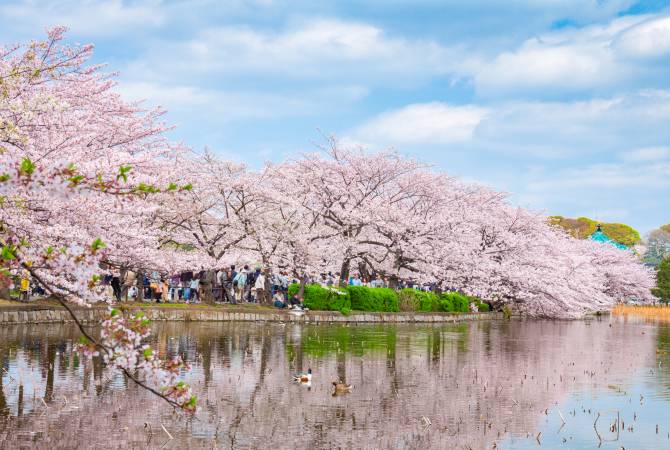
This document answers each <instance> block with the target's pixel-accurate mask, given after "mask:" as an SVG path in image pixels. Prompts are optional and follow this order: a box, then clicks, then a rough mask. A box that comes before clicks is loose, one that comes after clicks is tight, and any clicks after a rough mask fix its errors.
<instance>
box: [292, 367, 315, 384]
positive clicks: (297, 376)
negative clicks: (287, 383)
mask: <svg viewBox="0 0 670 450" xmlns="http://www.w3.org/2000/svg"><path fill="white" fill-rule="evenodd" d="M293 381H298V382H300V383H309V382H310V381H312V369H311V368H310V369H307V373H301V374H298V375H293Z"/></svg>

━━━━━━━━━━━━━━━━━━━━━━━━━━━━━━

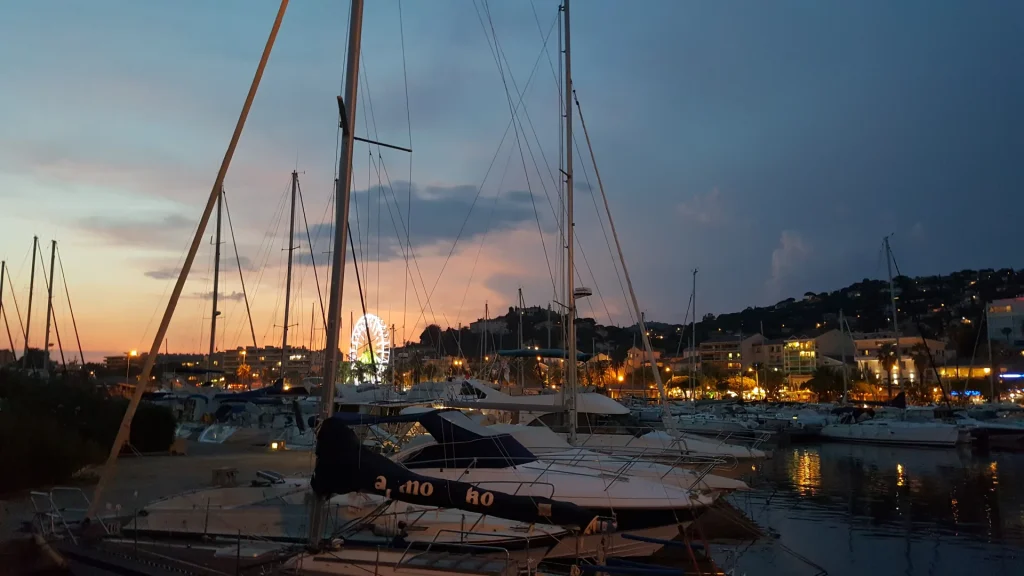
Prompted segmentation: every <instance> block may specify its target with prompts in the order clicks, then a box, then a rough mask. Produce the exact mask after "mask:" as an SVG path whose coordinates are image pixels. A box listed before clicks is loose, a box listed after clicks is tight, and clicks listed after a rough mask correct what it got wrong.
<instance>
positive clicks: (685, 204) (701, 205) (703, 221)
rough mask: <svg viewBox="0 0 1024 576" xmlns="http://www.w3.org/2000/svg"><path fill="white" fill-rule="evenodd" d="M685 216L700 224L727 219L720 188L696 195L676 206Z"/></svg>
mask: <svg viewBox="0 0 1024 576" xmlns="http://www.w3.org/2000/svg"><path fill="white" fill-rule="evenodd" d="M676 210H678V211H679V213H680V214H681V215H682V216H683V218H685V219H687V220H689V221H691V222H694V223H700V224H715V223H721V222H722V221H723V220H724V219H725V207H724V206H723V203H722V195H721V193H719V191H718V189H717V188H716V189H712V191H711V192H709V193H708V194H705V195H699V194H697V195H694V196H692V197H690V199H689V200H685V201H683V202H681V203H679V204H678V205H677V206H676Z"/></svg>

━━━━━━━━━━━━━━━━━━━━━━━━━━━━━━

• Assigned task: Please go through the data above and copy every line that has the word "target".

• Response for this exercise:
This document answers each <instance> block with the target's pixel-accurate mask, given after "mask:" as an SVG path in image pixels. Prompts are optional and follow this order: a box, then clicks, then a rough mask. A box that comes before clicks is loose, one that comes after clicks is tight, and any clicks after a rough mask fix its errors.
Prompted segmentation: every <instance> block may specify its target with prompts in the order clicks, then a box, then a rough mask. Produce the exact mask after "mask:" as an SVG path whose coordinates are image pixels. A box listed before clicks is loose, a box listed after clicks is tight, and clicks listed after a rough mask correct what it got wrong.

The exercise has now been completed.